Task to complete: Could you reproduce the passage below on Operation Provide Comfort and U.N. Resolution 688 word for word, in full?

Operation Provide Comfort - Northern Watch - Southern Watch
Saddam’s attacks on the Kurds and the resulting flood of refugees into the rugged mountains of Turkey and Iran led to the passage of U.N. Security Council Resolution 688 which condemned “the repression of the Iraqi civilian population in many parts of Iraq,” demanded that the Iraqi government “immediately end this repression,” and called on the U.N. Secretary General to “use all the resources at his disposal, including those of the relevant United Nations agencies, to address urgently the critical needs of the refugees and displaced Iraqi population.”

[A run of records]
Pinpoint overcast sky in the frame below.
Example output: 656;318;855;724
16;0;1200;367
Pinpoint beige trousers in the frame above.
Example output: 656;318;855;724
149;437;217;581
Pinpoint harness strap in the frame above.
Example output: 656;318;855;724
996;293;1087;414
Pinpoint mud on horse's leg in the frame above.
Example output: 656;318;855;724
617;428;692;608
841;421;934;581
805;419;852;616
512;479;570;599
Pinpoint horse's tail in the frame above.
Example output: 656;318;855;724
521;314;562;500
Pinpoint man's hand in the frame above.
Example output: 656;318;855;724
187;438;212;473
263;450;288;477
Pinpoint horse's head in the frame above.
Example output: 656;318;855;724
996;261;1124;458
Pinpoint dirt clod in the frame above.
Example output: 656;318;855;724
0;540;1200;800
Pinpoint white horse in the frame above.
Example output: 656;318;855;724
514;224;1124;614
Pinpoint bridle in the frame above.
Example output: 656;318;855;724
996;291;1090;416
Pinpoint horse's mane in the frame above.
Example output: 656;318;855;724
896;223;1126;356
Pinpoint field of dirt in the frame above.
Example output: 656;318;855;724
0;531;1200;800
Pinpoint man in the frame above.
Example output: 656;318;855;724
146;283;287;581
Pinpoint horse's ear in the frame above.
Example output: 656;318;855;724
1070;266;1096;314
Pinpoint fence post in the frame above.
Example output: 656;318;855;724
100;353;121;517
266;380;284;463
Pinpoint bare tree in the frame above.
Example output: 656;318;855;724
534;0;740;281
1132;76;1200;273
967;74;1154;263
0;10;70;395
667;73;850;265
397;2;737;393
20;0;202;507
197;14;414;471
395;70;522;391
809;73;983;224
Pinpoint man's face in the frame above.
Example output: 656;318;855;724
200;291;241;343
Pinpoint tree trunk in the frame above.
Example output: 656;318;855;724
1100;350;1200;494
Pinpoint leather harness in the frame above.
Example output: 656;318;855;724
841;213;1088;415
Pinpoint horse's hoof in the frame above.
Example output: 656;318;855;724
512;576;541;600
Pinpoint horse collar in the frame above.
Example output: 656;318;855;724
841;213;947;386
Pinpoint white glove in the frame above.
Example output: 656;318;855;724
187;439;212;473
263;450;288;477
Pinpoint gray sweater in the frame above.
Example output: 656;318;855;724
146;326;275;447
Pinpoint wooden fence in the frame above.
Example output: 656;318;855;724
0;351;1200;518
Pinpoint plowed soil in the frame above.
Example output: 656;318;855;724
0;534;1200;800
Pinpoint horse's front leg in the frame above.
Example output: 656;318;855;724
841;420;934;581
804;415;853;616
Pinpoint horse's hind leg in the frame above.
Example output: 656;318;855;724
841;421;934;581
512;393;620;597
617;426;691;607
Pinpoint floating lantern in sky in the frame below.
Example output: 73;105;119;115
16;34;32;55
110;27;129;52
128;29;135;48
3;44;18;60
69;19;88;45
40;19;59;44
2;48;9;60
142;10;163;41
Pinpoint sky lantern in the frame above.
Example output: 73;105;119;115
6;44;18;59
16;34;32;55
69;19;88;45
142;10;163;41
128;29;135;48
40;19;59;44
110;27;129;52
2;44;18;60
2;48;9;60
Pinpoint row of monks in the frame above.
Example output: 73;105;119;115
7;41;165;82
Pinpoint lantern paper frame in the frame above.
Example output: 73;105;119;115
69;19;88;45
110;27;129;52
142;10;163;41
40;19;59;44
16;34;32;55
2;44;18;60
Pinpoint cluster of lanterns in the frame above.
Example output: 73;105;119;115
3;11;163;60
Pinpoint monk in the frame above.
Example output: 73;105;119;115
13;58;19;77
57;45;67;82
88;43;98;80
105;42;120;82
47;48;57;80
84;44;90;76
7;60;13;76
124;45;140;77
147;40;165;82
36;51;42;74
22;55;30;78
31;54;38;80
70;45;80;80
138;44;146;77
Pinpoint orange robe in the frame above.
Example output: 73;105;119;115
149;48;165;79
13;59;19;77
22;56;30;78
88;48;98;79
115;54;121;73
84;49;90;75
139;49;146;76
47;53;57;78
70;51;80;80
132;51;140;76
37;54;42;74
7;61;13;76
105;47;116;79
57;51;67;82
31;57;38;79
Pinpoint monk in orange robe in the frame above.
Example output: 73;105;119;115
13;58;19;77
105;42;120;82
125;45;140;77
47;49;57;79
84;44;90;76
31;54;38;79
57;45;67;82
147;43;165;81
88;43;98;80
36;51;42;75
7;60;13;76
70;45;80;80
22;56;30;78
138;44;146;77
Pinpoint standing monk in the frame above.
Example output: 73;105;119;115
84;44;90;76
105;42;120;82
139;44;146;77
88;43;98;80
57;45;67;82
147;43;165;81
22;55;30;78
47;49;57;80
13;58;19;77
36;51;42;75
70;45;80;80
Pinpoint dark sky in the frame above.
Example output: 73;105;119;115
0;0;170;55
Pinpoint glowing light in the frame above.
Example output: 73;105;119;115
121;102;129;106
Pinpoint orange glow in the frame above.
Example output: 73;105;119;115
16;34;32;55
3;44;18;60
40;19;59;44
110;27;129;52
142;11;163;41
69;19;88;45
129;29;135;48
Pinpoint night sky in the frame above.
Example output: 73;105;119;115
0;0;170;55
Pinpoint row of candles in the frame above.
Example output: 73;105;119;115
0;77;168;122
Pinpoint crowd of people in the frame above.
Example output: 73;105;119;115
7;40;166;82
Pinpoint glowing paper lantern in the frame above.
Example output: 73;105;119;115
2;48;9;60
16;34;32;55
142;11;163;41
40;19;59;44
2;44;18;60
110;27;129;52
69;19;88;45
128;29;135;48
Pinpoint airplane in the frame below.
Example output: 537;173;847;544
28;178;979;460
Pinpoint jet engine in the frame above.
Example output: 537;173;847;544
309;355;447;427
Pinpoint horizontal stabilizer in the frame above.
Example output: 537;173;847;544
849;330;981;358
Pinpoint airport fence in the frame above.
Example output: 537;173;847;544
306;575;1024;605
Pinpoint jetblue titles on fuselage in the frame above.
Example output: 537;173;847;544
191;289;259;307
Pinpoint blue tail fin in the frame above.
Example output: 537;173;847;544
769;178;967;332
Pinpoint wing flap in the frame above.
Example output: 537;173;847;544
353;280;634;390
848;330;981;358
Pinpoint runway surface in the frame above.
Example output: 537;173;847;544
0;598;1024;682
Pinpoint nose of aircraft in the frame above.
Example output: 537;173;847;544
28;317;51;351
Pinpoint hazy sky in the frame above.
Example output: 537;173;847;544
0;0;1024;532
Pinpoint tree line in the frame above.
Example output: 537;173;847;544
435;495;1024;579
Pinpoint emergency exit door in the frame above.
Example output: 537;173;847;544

Written solution:
Operation Provide Comfort - Northern Watch - Southern Watch
Saddam’s attacks on the Kurds and the resulting flood of refugees into the rugged mountains of Turkey and Iran led to the passage of U.N. Security Council Resolution 688 which condemned “the repression of the Iraqi civilian population in many parts of Iraq,” demanded that the Iraqi government “immediately end this repression,” and called on the U.N. Secretary General to “use all the resources at his disposal, including those of the relevant United Nations agencies, to address urgently the critical needs of the refugees and displaced Iraqi population.”